> **Aim of the task**
Pick out every line in the material below that contains the word "grateful", treating uppercase and lowercase as different.
____ Exercise materials
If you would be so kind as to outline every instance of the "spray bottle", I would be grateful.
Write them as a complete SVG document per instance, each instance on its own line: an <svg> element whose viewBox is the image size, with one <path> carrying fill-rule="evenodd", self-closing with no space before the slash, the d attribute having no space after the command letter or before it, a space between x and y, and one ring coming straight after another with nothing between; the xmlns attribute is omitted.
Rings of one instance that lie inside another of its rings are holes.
________
____ Exercise materials
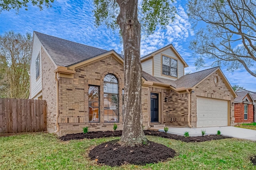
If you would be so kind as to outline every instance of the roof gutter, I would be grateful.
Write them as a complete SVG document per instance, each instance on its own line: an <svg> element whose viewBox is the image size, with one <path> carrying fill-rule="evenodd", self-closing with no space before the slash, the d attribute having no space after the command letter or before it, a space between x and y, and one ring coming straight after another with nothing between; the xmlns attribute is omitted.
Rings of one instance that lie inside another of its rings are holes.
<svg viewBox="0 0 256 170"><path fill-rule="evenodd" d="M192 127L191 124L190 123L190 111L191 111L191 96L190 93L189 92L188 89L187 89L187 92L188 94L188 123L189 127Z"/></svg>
________
> **Output of the exercise**
If you would be so kind as to outline every instance of the "spray bottle", I would be grateful.
If you would be so kind as to outline every instance of the roof gutter, I would be grateful.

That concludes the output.